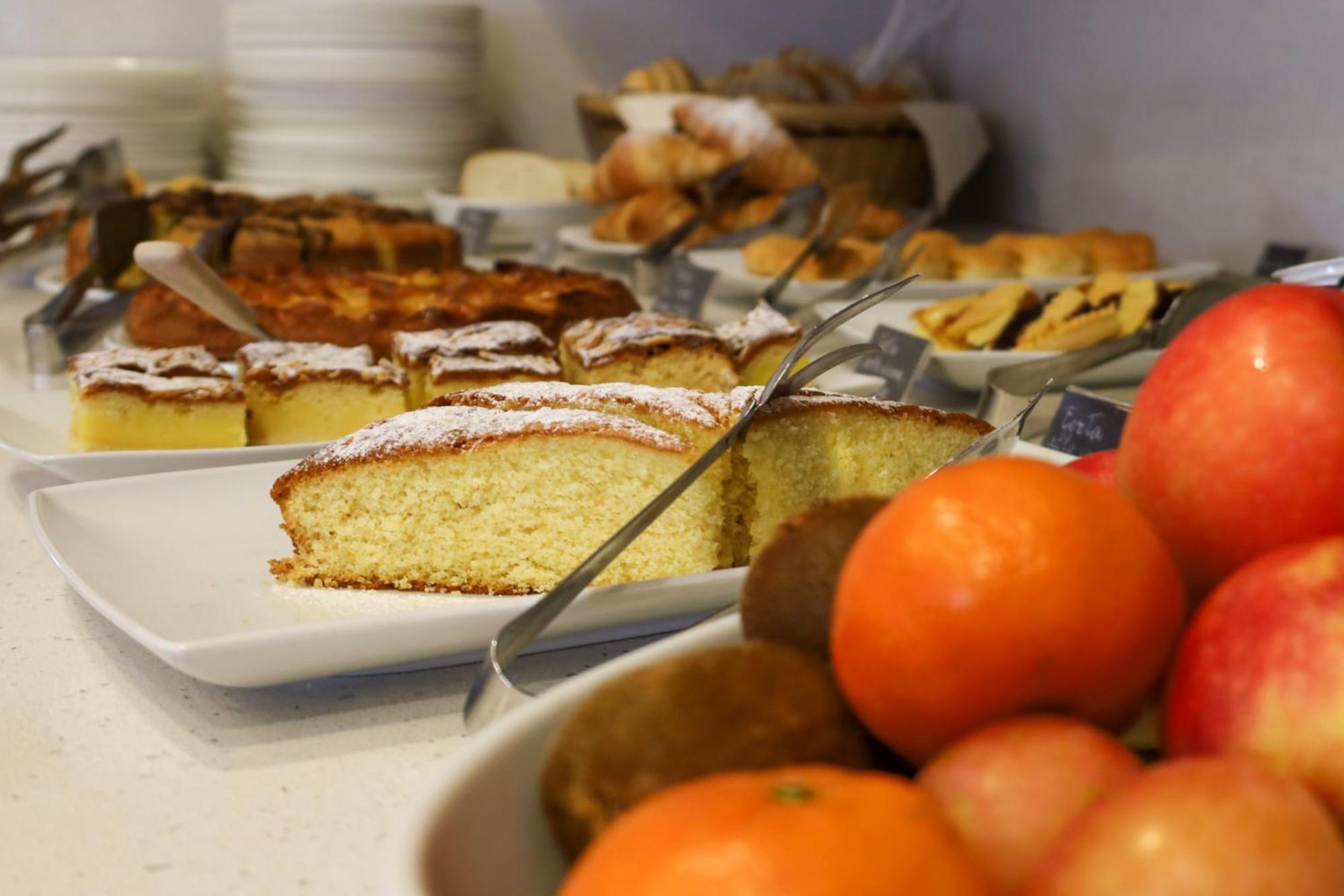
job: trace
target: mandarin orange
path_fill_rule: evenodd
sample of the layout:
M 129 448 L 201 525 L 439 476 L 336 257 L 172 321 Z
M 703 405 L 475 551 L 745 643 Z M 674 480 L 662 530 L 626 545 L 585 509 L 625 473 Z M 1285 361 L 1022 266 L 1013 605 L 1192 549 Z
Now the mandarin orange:
M 988 457 L 907 487 L 859 535 L 831 655 L 863 722 L 918 764 L 1023 712 L 1122 729 L 1184 616 L 1175 562 L 1114 488 Z

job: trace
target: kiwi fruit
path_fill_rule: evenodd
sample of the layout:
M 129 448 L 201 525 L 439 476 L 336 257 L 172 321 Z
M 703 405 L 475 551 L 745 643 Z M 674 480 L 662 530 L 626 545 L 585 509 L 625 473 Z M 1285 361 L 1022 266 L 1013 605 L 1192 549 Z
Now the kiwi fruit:
M 831 607 L 855 538 L 888 498 L 859 495 L 786 519 L 742 587 L 742 634 L 831 658 Z
M 746 642 L 673 657 L 598 687 L 556 732 L 542 803 L 570 857 L 671 784 L 792 763 L 867 768 L 863 729 L 827 666 Z

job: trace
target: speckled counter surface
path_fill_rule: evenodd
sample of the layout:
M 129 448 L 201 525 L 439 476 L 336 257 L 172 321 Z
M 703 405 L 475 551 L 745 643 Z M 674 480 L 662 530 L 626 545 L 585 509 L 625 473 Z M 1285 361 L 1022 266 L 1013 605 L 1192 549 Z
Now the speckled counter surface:
M 0 390 L 27 387 L 0 285 Z M 66 584 L 28 525 L 59 480 L 0 455 L 0 892 L 368 893 L 417 786 L 464 743 L 472 669 L 234 690 L 169 669 Z M 547 683 L 644 640 L 528 658 Z
M 0 390 L 27 387 L 19 324 L 42 299 L 0 284 Z M 958 393 L 914 398 L 973 408 Z M 464 743 L 473 669 L 261 690 L 194 681 L 47 560 L 26 506 L 56 482 L 0 455 L 0 891 L 374 892 L 391 821 Z M 528 658 L 519 677 L 544 687 L 645 640 Z

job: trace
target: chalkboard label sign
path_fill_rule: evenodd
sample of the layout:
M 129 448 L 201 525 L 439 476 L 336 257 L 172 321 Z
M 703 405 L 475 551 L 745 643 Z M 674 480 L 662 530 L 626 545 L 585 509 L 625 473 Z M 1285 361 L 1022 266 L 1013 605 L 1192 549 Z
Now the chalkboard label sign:
M 1255 262 L 1255 276 L 1269 277 L 1275 270 L 1292 268 L 1306 261 L 1306 246 L 1290 246 L 1284 242 L 1265 244 L 1261 258 Z
M 880 398 L 902 401 L 929 366 L 933 343 L 913 332 L 902 332 L 882 324 L 872 331 L 868 340 L 880 346 L 882 352 L 859 358 L 859 373 L 882 377 L 884 382 L 878 393 Z
M 1120 433 L 1125 428 L 1126 417 L 1129 405 L 1068 386 L 1050 421 L 1046 448 L 1075 457 L 1116 448 L 1120 445 Z
M 500 213 L 493 209 L 458 209 L 453 226 L 462 234 L 462 252 L 469 256 L 484 254 L 491 245 L 491 230 Z
M 714 285 L 714 277 L 712 270 L 696 268 L 685 256 L 673 257 L 653 300 L 653 309 L 675 318 L 698 320 L 704 297 Z

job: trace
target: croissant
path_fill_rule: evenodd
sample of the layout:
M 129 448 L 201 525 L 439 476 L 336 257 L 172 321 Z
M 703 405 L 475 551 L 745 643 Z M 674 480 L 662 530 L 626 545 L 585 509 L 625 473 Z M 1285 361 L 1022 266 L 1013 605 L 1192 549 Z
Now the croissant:
M 593 222 L 593 237 L 609 242 L 649 244 L 695 214 L 695 204 L 672 187 L 656 187 L 606 211 Z
M 718 174 L 730 161 L 727 152 L 702 147 L 683 135 L 628 132 L 598 159 L 583 198 L 601 203 L 655 187 L 685 187 Z
M 821 176 L 808 153 L 754 100 L 688 100 L 672 109 L 677 126 L 706 147 L 747 159 L 742 176 L 769 192 L 788 192 Z

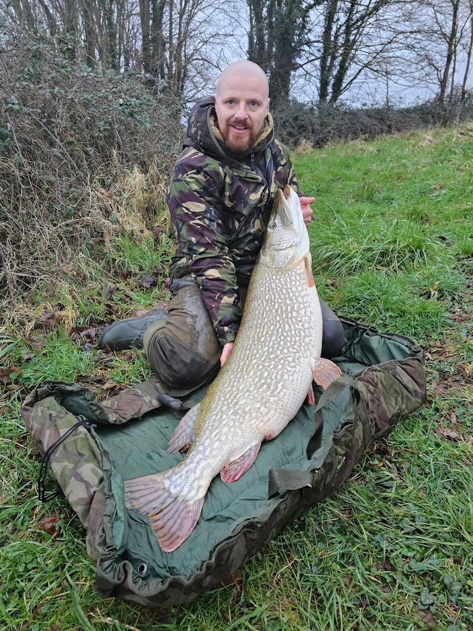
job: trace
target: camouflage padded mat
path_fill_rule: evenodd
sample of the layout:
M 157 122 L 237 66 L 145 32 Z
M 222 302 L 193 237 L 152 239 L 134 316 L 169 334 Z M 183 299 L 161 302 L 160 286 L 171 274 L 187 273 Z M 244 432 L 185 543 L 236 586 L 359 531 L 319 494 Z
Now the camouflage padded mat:
M 21 413 L 33 440 L 86 529 L 96 588 L 146 605 L 192 600 L 231 576 L 303 511 L 339 488 L 364 450 L 426 399 L 422 349 L 400 336 L 341 319 L 342 376 L 305 404 L 237 482 L 212 482 L 194 531 L 164 553 L 148 519 L 125 508 L 124 480 L 163 471 L 178 418 L 153 381 L 98 403 L 76 384 L 46 382 Z M 184 398 L 184 410 L 201 400 Z M 175 404 L 176 402 L 170 401 Z

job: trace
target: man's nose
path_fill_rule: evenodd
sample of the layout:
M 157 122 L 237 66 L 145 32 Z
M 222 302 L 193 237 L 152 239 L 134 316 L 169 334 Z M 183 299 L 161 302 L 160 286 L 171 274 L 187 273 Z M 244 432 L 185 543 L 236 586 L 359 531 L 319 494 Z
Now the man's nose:
M 240 103 L 238 105 L 238 107 L 235 116 L 235 118 L 238 119 L 240 121 L 243 121 L 248 118 L 248 114 L 247 113 L 246 107 L 244 103 Z

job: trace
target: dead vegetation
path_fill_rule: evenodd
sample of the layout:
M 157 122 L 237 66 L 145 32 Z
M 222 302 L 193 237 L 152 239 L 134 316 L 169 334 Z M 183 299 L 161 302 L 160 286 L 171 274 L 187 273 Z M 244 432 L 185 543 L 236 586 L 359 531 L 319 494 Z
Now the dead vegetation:
M 16 36 L 0 50 L 0 300 L 106 277 L 118 232 L 163 218 L 180 110 L 137 75 L 91 71 L 57 42 Z

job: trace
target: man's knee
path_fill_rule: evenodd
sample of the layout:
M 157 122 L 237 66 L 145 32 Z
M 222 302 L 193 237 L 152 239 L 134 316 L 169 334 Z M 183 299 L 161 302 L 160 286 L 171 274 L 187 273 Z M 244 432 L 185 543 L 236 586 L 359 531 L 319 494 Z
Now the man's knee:
M 218 360 L 210 361 L 166 330 L 158 329 L 147 339 L 145 351 L 153 371 L 169 388 L 197 387 L 212 377 Z

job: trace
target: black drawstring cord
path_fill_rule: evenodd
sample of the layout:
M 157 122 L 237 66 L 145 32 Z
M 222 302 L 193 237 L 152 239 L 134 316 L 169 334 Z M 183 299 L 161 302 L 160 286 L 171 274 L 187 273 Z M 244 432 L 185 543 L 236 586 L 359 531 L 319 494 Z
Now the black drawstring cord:
M 46 495 L 46 476 L 47 475 L 47 468 L 48 464 L 49 464 L 49 459 L 51 457 L 51 454 L 53 451 L 61 445 L 61 443 L 68 438 L 71 434 L 74 432 L 74 430 L 77 429 L 80 425 L 85 425 L 88 429 L 91 427 L 95 427 L 96 426 L 90 423 L 86 418 L 83 419 L 81 421 L 78 421 L 67 430 L 65 434 L 58 438 L 57 440 L 48 447 L 48 449 L 45 452 L 44 456 L 41 460 L 41 464 L 40 465 L 40 471 L 39 475 L 38 476 L 38 498 L 40 502 L 46 502 L 47 500 L 52 500 L 54 497 L 57 497 L 61 493 L 61 489 L 59 489 L 57 491 L 54 492 L 51 492 Z

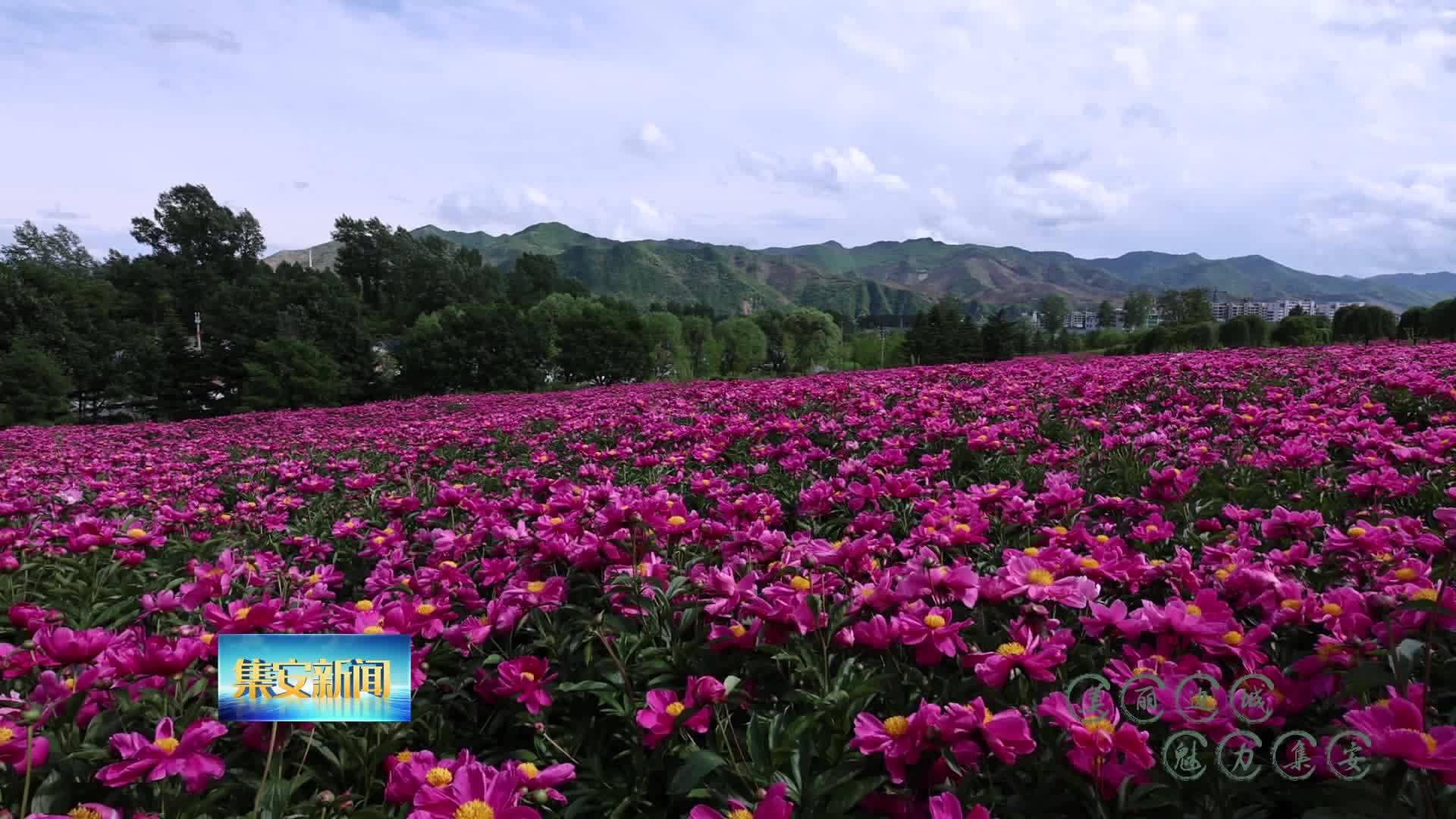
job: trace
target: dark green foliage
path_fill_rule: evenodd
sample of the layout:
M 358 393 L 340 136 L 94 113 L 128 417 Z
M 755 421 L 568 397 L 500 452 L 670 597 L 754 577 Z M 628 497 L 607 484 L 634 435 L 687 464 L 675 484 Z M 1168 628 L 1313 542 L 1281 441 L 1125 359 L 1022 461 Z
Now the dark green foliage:
M 60 421 L 70 391 L 61 363 L 29 340 L 15 340 L 0 356 L 0 426 Z
M 245 410 L 328 407 L 344 395 L 344 373 L 322 350 L 297 338 L 274 338 L 243 361 Z
M 1290 313 L 1293 315 L 1293 313 Z M 1398 319 L 1385 307 L 1340 307 L 1332 322 L 1335 341 L 1379 341 L 1395 338 Z

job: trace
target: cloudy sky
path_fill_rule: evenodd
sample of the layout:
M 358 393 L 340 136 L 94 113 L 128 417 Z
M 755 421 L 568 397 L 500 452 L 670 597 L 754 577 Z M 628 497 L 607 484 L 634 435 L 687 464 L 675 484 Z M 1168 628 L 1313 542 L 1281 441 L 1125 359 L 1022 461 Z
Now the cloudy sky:
M 205 184 L 747 246 L 1456 270 L 1453 0 L 0 0 L 0 230 Z

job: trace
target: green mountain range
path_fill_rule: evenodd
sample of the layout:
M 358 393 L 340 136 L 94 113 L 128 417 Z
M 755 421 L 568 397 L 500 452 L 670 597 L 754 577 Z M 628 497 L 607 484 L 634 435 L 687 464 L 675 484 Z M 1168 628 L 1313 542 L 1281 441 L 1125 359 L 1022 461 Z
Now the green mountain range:
M 521 254 L 545 254 L 593 293 L 642 306 L 697 302 L 721 313 L 805 305 L 852 316 L 909 315 L 943 294 L 1029 306 L 1060 293 L 1076 306 L 1092 307 L 1104 299 L 1121 303 L 1137 289 L 1187 287 L 1216 289 L 1230 297 L 1367 302 L 1398 310 L 1456 297 L 1453 273 L 1321 275 L 1264 256 L 1207 259 L 1198 254 L 1136 251 L 1080 259 L 1063 252 L 946 245 L 933 239 L 754 251 L 686 239 L 617 242 L 558 222 L 499 236 L 434 224 L 411 233 L 473 248 L 496 265 Z M 325 242 L 303 251 L 281 251 L 264 261 L 307 264 L 312 252 L 314 267 L 329 267 L 336 251 L 336 242 Z

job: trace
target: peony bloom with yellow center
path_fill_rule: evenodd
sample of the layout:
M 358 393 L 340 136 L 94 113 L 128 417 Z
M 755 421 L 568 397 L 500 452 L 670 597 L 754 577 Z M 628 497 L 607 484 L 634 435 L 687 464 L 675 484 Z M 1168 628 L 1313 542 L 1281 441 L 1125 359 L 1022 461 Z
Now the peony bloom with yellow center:
M 893 737 L 901 737 L 910 730 L 910 720 L 904 717 L 890 717 L 885 720 L 885 733 Z
M 425 772 L 425 781 L 437 788 L 443 788 L 454 781 L 454 774 L 444 768 L 431 768 Z
M 495 809 L 479 799 L 472 799 L 460 807 L 456 807 L 456 812 L 450 819 L 495 819 Z

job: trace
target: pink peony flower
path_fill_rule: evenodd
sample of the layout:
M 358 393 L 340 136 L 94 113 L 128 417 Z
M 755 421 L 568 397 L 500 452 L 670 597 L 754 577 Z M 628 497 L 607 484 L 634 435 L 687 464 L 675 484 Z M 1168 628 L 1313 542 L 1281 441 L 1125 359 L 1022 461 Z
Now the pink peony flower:
M 157 781 L 166 777 L 182 777 L 186 790 L 201 793 L 208 780 L 226 772 L 223 759 L 205 753 L 213 742 L 227 733 L 227 726 L 217 720 L 198 720 L 188 726 L 182 739 L 172 736 L 172 717 L 157 723 L 151 740 L 140 733 L 118 733 L 111 737 L 111 748 L 121 753 L 125 762 L 106 765 L 96 778 L 108 787 L 119 788 L 146 777 Z

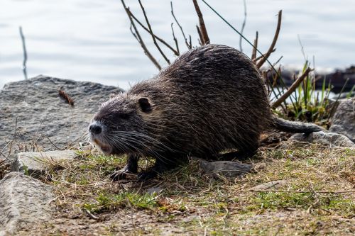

^^^^^^^^

# STATED GOAL
Convert everything from the beginning of the records through the line containing "M 746 642 L" into a Markdown table with the columns Line No. and Text, leaving out blank lines and omitting the pictures.

# ANSWER TO THIS PROBLEM
| Line No. | Text |
|---|---|
| 1 | job: trace |
| 2 | target: mandarin orange |
| 3 | path_fill_rule: evenodd |
| 4 | sample of the layout: |
| 5 | M 129 448 L 201 525 L 439 476 L 336 257 L 172 321 Z |
| 6 | M 703 405 L 475 551 L 745 643 Z M 674 480 L 662 530 L 626 545 L 585 509 L 625 473 Z M 1285 361 L 1022 266 L 1013 605 L 1192 549 Z |
| 7 | Now the mandarin orange: |
| 8 | M 988 457 L 907 487 L 859 535 L 831 655 L 863 722 L 918 764 L 1023 712 L 1122 729 L 1184 616 L 1175 562 L 1114 488 Z |
| 9 | job: trace |
| 10 | target: kiwi fruit |
| 11 | path_fill_rule: evenodd |
| 12 | sample of the layout: |
| 13 | M 129 448 L 201 525 L 439 476 L 336 257 L 172 321 Z |
| 14 | M 703 405 L 475 551 L 745 643 Z M 674 480 L 662 530 L 626 545 L 585 509 L 625 473 Z M 1285 361 L 1022 266 L 1013 605 L 1192 549 Z |
| 15 | Now the kiwi fruit: |
| 16 | M 831 607 L 855 538 L 888 498 L 859 495 L 786 519 L 742 587 L 742 634 L 831 658 Z |
| 17 | M 746 642 L 673 657 L 598 687 L 556 732 L 542 803 L 570 857 L 671 784 L 792 763 L 867 768 L 863 729 L 827 666 Z |